EXERCISE DETAILS:
Copy the records from the line containing "the person in" through the end, swapping "benchmark" for "test set" and changing nothing else.

RECORDS SUPPLIED:
________

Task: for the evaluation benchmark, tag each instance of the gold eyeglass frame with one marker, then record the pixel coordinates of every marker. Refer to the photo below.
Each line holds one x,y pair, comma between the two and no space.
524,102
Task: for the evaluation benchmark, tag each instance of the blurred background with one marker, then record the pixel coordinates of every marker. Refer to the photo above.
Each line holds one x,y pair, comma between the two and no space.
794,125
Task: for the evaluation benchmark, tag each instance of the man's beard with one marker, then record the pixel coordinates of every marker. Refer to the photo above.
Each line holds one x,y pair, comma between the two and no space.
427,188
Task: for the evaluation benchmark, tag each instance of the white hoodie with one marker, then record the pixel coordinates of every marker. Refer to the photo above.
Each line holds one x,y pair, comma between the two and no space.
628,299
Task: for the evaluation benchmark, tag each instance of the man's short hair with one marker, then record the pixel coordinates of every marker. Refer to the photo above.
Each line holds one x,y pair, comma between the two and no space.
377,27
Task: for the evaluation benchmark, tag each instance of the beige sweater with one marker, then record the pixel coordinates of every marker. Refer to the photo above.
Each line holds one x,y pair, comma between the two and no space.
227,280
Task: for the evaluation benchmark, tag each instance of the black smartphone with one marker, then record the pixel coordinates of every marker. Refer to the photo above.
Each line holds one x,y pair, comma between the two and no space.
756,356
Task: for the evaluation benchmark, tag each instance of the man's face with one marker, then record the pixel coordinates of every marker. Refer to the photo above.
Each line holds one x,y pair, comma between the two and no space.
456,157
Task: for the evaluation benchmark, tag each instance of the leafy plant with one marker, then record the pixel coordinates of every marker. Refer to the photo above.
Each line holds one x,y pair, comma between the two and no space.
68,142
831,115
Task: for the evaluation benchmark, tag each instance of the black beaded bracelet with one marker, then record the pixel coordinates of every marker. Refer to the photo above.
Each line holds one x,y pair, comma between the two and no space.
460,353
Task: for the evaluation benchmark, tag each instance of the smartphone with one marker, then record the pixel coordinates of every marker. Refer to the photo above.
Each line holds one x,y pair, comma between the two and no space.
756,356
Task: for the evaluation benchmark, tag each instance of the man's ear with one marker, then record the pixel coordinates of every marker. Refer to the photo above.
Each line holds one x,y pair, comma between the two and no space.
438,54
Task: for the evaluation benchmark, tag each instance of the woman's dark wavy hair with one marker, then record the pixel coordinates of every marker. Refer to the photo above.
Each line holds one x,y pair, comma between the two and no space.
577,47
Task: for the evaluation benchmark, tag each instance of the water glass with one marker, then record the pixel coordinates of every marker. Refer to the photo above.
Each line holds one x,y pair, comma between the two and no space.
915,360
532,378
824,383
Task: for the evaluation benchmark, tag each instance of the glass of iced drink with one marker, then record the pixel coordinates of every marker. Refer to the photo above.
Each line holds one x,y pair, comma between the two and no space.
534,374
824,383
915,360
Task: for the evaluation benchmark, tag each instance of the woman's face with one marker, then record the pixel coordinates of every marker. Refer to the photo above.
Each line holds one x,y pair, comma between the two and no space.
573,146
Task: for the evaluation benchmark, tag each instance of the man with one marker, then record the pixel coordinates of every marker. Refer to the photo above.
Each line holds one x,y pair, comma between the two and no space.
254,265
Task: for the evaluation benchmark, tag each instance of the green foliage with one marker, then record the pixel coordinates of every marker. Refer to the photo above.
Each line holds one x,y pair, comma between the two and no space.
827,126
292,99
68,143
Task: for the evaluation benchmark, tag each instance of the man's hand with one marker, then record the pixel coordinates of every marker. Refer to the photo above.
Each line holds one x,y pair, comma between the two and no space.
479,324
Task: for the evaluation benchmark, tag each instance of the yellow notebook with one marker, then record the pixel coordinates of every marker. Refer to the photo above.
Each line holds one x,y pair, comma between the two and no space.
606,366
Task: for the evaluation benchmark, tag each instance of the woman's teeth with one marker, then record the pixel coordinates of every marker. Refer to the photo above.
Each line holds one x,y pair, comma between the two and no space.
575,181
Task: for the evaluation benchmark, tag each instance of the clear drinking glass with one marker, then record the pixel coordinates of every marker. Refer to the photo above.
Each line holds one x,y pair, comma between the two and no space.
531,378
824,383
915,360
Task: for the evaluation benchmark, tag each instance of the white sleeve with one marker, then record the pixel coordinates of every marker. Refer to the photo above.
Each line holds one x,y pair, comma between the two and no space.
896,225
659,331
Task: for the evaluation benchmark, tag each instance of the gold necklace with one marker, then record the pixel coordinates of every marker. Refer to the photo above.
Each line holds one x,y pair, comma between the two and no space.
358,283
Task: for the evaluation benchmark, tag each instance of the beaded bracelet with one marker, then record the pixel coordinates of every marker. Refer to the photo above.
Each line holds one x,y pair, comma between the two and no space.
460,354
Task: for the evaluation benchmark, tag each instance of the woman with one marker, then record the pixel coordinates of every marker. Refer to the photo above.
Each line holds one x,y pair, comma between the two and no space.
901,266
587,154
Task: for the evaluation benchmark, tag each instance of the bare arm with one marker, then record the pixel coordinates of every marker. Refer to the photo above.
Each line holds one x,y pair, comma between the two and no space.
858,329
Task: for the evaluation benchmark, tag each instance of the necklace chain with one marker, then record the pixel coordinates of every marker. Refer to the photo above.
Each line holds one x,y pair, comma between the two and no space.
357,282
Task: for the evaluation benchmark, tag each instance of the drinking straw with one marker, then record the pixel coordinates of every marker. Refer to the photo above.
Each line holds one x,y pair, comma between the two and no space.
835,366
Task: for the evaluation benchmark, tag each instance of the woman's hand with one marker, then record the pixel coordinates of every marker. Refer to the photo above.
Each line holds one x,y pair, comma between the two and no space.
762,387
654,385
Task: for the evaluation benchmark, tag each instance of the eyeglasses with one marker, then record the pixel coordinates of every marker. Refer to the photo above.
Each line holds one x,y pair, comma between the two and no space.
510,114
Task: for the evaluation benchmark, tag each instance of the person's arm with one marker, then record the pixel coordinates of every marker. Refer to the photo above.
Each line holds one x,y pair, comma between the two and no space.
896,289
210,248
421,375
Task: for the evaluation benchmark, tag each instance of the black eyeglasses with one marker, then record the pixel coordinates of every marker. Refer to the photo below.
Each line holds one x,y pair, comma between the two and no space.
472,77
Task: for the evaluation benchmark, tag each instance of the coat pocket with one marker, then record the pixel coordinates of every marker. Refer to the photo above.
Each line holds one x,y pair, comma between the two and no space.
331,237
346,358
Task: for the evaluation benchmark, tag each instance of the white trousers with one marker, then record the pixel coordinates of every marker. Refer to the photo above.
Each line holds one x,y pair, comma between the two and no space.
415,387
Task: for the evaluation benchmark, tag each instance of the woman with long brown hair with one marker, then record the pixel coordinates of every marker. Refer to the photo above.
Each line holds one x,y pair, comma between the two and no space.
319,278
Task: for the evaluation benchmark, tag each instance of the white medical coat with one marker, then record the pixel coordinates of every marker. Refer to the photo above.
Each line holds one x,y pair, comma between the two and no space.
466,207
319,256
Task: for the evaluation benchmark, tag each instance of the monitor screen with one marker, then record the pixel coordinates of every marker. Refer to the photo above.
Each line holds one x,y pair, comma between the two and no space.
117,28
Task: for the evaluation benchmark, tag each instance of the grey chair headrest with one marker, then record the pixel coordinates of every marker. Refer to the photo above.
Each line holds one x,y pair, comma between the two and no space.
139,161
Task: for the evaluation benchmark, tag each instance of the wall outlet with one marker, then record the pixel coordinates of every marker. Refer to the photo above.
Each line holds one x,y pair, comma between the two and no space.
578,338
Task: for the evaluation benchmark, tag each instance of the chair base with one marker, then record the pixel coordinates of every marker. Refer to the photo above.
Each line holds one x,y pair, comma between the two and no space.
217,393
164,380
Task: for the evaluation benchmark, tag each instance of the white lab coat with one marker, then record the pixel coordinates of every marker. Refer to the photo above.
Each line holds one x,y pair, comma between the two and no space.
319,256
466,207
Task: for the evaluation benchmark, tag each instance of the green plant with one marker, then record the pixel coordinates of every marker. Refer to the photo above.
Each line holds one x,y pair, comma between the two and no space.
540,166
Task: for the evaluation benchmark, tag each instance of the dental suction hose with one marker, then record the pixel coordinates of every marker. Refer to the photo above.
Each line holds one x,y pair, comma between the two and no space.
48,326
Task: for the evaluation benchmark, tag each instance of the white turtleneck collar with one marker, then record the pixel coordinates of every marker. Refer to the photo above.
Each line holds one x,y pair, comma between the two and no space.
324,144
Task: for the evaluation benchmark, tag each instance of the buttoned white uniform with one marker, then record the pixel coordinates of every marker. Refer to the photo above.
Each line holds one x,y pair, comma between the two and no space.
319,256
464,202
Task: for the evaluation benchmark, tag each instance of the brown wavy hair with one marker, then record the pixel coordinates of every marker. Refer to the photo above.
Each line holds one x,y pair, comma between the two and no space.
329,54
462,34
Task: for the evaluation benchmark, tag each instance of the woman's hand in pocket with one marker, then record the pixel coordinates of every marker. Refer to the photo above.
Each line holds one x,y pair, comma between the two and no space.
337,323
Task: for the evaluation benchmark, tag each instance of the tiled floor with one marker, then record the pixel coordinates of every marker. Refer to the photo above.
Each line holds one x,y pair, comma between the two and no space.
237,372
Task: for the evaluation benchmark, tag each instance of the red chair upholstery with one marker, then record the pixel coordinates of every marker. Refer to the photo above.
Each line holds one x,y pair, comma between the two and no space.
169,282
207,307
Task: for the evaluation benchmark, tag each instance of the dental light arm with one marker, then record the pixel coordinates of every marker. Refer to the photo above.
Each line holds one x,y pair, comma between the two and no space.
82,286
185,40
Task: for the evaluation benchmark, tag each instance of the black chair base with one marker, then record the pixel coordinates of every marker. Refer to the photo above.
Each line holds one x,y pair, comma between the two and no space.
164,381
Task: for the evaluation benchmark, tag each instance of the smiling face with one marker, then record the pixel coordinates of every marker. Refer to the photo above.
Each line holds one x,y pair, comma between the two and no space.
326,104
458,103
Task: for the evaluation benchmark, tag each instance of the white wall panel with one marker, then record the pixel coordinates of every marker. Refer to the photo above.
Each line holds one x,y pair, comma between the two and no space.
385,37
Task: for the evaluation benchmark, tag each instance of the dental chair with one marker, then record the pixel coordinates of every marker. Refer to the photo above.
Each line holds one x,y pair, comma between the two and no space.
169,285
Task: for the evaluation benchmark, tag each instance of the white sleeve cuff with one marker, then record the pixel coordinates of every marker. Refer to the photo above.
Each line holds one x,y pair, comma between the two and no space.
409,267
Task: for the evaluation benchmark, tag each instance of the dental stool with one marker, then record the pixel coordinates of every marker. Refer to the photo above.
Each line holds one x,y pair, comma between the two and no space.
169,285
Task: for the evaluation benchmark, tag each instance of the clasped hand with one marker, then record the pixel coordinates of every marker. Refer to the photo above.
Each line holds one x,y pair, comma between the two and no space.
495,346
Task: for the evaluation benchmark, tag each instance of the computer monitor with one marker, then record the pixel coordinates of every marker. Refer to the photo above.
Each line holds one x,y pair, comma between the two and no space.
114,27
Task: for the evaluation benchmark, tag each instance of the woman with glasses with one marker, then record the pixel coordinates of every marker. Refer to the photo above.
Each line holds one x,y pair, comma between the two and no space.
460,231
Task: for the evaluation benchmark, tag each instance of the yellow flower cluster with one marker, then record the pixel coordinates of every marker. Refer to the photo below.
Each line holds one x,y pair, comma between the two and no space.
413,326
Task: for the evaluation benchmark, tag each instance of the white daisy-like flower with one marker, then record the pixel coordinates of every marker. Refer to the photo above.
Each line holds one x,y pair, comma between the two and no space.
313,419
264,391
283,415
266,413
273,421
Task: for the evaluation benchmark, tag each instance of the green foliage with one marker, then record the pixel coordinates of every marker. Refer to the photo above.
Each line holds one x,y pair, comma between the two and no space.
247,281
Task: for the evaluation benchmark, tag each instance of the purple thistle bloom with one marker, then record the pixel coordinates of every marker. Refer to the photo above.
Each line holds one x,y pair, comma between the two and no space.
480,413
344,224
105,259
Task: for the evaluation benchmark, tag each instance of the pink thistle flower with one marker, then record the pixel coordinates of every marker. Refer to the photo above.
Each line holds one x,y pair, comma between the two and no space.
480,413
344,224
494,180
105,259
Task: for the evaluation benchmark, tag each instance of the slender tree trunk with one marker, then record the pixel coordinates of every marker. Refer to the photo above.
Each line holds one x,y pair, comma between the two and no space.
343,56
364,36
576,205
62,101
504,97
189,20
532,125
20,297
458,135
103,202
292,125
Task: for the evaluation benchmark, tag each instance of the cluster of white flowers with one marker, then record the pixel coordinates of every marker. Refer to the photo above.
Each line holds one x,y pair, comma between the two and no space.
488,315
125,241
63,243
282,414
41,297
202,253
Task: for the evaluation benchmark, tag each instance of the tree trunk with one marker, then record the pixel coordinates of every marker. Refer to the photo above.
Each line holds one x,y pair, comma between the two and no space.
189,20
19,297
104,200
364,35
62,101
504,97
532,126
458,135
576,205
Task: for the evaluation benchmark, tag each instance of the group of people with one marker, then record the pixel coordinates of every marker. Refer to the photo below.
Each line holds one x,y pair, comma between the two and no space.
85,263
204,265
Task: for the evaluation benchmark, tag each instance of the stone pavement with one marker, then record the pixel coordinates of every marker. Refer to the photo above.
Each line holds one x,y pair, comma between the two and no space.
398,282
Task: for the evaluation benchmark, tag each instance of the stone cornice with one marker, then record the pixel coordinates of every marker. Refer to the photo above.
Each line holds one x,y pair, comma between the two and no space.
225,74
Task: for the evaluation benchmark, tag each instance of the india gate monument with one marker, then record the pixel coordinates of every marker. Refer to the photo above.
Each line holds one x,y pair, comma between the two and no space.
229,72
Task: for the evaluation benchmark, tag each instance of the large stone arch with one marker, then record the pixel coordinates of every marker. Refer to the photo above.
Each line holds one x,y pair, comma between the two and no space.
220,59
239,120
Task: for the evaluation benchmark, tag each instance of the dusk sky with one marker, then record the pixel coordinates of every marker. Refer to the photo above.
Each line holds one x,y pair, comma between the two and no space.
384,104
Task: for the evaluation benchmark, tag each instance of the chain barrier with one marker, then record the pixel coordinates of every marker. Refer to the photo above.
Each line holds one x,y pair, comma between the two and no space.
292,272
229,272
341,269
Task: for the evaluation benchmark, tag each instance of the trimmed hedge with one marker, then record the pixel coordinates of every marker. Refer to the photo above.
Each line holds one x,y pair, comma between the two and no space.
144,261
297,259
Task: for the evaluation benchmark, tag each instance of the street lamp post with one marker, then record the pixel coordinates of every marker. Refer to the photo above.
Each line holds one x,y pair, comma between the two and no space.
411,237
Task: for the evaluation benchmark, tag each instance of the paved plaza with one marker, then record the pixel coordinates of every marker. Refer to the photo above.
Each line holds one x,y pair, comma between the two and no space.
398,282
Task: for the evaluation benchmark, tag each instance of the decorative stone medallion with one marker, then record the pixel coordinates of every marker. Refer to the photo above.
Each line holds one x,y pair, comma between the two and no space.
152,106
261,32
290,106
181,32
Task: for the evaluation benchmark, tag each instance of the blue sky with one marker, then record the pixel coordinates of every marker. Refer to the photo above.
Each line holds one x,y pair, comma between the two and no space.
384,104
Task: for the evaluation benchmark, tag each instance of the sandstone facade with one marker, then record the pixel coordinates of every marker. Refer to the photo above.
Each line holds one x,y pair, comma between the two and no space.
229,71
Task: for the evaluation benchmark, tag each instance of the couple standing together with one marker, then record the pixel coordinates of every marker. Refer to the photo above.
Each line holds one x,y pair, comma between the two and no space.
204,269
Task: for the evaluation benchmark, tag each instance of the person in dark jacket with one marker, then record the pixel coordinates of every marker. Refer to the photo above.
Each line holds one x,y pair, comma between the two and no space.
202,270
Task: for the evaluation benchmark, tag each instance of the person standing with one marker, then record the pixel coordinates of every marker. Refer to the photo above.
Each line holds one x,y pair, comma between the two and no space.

________

CORRECT OUTPUT:
Task: for the evaluation test set, tag each instance of the person in dark jacket with one marker, then record the pixel coordinates of every marker. Refer to the photo above.
Each line holds one x,y pair, comma between the two and no space.
202,270
Task: for the evaluation test set, tag each instance of the person standing with one marker, then record the pixel coordinates of every marker. Refer to the photo above.
Each line holds one x,y pair, comma between the two and no space.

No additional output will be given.